Exact reproduction is required for all entries.

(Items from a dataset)
#####

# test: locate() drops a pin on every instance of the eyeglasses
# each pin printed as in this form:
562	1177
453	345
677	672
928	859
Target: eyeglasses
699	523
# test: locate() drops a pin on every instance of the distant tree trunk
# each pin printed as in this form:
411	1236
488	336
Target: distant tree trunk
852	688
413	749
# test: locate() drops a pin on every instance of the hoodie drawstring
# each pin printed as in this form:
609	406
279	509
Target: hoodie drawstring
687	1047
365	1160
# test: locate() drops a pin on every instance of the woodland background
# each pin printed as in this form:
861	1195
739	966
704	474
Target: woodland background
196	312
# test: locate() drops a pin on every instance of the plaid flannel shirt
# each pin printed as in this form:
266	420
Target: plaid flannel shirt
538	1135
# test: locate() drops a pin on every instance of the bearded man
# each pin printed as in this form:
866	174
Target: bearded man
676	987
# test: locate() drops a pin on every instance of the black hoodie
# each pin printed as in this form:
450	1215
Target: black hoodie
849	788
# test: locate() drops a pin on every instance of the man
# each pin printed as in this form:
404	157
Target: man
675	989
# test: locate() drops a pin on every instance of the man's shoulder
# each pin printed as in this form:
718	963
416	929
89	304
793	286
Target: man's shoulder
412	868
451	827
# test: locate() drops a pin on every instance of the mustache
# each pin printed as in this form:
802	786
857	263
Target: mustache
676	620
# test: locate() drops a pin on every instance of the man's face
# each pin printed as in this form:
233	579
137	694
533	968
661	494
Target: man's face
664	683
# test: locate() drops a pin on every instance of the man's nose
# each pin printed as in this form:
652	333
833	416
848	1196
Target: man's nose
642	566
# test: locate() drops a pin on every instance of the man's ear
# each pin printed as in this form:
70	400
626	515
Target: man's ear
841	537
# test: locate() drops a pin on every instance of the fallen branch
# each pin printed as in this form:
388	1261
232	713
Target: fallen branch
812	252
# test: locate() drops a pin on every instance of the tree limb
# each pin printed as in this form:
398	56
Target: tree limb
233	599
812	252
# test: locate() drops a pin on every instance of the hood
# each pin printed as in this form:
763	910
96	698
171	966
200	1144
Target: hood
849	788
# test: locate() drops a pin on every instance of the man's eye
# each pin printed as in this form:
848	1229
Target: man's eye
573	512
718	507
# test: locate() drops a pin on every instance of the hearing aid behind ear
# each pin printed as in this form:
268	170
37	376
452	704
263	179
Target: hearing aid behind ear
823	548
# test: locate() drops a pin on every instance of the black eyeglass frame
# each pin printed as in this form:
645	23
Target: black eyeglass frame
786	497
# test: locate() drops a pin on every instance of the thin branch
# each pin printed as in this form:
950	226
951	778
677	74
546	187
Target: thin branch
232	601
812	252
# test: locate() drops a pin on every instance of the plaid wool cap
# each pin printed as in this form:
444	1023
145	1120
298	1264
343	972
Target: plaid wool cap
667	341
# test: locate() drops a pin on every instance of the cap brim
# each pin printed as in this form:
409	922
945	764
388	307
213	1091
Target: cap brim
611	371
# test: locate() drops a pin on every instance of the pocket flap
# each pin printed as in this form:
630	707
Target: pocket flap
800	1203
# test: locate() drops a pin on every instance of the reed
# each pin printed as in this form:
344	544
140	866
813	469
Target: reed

#####

* [Answer]
# test: locate() drops a pin on every instance of the eyeglasses
# each pin printed as in this form:
562	1177
453	345
677	672
928	859
Target: eyeglasses
699	523
# test: locate() drops a pin on every instance of the distant tree trunk
# each pin printed as in this form:
411	1236
488	336
Target: distant tree trunk
852	688
413	749
# test: locate() drops a pin on every instance of the hoodie drawstring
# each pin printed as in this form:
609	406
279	509
Target: hoodie drawstring
687	1047
365	1160
# test: locate() drops a pin on every instance of the woodland background
# each pin printed as in this form:
861	1195
739	966
704	474
Target: woodland background
196	312
# test: locate() drops a pin on every instance of the plaid flannel shirt
# each pin printed as in this form:
266	420
Target: plaid flannel shirt
538	1135
# test: locate() drops a pin on every instance of the bearded man
# each pin printed as in this form:
866	174
Target: bearded man
676	987
# test: locate() drops a pin on every instance of the black hoodie
# each pin printed as in this form:
450	1215
Target: black hoodie
849	788
# test: locate() drops a pin on every instance of the man
# each pin printed as in this form:
404	157
Target: man
675	989
# test: locate() drops a pin on every instance of the man's shoulder
# each pin printed as in this form:
718	963
416	929
89	304
793	286
Target: man's shoulder
412	868
451	827
# test: locate() drops a pin on every instance of the mustache
# each pin printed as in this form:
802	786
857	263
Target: mustache
676	620
# test: locate() drops a pin on every instance of the man's face
# each pin printed as in this form:
233	579
137	694
533	968
661	494
Target: man's face
664	683
# test: locate() drops a pin on every instance of the man's nose
# each pin printed as in this form:
652	333
833	416
848	1196
Target: man's nose
642	566
# test: locate() drops a pin on every instance of the man's ear
# each pin printed as in this form:
70	400
626	515
Target: man's ear
841	537
# test: locate() drops a pin on every instance of the fallen branch
# each pin printed as in this form:
388	1261
232	713
Target: fallen branch
812	252
# test: locate() drops a pin on every instance of the tree limb
# each pin printed as in this form:
398	56
Target: tree limb
233	599
812	252
# test: locate() drops a pin on every instance of the hood
# each pin printed as in this form:
763	910
96	698
171	966
200	1144
Target: hood
849	788
# test: locate() drops a pin on every instance of the man's eye
# each pin printed as in this form:
848	1229
Target: man's eye
573	512
718	507
# test: locate() drops a pin on every instance of the hearing aid behind ear
# each pin printed as in this form:
268	170
37	376
452	704
263	179
Target: hearing aid behind ear
823	548
# test: locate() drops a pin on every instance of the black eyeglass frame
# each pin printed as in this form:
645	23
Target: black eyeglass frame
786	497
# test: locate() drops a pin on every instance of the thin branch
# each pin printed as in this form:
950	226
951	778
677	74
546	187
Target: thin branch
232	601
812	252
# test: locate() drops a pin on every instance of the plaid wool cap
# each pin printed as in this form:
444	1023
145	1120
298	1264
343	972
Target: plaid wool cap
667	341
# test: locate() drops a pin on every instance of the cap brim
# each pin printed as in this form:
409	922
945	764
388	307
213	1091
Target: cap brim
611	371
# test: locate() drops a pin on every instance of the pocket flap
# each pin printed as in this form:
630	707
Target: pocket flap
800	1203
# test: locate() drops a pin on every instance of the reed
# each pin printed as in this form:
344	544
140	866
813	469
Target: reed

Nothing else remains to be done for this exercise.